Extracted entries
^^^^^^^^
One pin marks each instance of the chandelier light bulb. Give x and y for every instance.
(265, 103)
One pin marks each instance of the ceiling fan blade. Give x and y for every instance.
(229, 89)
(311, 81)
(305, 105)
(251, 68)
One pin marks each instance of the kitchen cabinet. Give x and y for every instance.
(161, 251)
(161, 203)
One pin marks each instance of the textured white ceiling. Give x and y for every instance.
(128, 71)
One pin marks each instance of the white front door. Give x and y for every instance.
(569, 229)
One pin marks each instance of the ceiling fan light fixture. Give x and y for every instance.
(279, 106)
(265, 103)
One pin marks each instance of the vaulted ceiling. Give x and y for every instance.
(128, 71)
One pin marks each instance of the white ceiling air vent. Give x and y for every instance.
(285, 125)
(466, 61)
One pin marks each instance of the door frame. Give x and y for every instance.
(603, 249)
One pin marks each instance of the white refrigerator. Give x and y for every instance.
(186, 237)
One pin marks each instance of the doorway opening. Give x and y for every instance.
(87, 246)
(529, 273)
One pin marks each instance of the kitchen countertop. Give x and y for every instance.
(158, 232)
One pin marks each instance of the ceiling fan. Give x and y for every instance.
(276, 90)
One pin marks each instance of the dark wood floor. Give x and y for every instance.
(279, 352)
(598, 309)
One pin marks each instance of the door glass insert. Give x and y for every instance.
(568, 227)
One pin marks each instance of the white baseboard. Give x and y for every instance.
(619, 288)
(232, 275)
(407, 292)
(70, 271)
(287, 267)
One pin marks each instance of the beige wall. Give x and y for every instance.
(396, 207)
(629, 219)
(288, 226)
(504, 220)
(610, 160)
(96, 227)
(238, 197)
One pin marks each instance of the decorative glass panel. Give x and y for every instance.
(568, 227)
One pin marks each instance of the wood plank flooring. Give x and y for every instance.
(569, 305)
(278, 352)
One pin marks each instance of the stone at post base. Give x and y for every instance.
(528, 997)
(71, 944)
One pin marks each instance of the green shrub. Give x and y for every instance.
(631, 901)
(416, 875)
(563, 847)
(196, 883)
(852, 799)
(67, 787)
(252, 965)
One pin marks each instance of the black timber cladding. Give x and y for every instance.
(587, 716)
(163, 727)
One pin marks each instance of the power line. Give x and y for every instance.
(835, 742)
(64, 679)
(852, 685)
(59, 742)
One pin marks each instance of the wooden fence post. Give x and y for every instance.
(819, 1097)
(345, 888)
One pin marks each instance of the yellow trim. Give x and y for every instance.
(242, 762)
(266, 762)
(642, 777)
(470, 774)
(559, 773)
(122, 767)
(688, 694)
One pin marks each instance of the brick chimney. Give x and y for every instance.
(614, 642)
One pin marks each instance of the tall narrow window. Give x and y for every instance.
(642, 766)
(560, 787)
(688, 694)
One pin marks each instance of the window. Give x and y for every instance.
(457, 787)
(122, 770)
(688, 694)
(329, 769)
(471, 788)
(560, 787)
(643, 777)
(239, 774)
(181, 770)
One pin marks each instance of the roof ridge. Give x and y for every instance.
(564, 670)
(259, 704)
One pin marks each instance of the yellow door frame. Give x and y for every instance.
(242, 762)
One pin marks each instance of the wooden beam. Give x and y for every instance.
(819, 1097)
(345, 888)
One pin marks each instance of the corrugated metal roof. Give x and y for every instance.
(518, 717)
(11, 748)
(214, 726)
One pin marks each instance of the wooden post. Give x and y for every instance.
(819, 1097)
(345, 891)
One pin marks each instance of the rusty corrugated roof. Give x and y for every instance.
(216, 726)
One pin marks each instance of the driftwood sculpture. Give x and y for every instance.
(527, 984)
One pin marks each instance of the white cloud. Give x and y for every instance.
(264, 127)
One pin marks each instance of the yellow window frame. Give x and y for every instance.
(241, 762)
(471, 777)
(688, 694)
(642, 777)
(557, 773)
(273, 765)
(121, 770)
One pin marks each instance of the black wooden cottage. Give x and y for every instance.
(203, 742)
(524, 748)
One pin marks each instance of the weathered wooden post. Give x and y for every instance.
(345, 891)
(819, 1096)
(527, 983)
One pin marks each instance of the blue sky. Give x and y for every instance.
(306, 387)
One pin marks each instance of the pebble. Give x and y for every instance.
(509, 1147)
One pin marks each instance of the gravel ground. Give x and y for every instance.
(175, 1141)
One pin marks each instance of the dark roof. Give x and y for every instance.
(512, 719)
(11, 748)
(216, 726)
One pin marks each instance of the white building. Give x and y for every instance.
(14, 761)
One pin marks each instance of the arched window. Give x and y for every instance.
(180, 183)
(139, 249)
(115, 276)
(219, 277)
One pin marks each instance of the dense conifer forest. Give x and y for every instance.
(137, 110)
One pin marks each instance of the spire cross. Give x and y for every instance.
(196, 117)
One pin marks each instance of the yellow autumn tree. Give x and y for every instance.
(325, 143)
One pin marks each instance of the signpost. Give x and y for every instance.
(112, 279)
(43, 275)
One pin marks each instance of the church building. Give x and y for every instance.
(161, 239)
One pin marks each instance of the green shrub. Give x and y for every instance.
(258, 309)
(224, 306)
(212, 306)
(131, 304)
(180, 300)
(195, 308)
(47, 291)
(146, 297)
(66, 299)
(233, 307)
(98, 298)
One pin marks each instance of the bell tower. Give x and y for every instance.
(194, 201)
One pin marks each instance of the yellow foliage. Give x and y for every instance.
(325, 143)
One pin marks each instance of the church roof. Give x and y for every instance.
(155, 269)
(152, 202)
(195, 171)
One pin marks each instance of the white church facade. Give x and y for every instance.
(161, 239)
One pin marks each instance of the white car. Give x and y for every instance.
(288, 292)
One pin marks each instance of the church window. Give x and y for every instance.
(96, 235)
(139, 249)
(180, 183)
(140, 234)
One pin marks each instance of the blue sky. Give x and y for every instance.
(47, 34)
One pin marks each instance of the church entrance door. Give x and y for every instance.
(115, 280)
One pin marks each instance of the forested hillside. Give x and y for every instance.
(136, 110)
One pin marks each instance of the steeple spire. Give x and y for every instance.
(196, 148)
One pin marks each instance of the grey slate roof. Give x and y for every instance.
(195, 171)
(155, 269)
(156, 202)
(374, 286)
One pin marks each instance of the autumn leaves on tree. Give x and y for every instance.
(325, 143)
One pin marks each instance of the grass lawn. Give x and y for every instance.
^^^^^^^^
[Challenge]
Write out word for word the lines from the one containing "One pin marks each instance of the white car." through the last line of the entries, including both ends.

[Solution to this exercise]
One pin marks each instance of the white car. Give x and y for every instance.
(288, 292)
One pin marks each instance of the church window. Give x and y for every instance.
(96, 235)
(139, 249)
(180, 183)
(140, 234)
One pin marks each instance of the blue sky. Give x and y for every instance.
(47, 34)
One pin marks each instance of the church entrance door. Give x and y for every instance.
(115, 280)
One pin marks each instance of the forested hillside. Give x and y for every instance.
(136, 110)
One pin marks each instance of the steeple spire. Give x and y for every instance.
(196, 148)
One pin marks each instance of the grey slate roof. Give x and y for every instance.
(195, 171)
(155, 269)
(156, 202)
(374, 286)
One pin marks each instance of the autumn leaves on tree. Give x and y for every instance.
(325, 143)
One pin marks each instance of the grass lawn. Give x and y for every instance.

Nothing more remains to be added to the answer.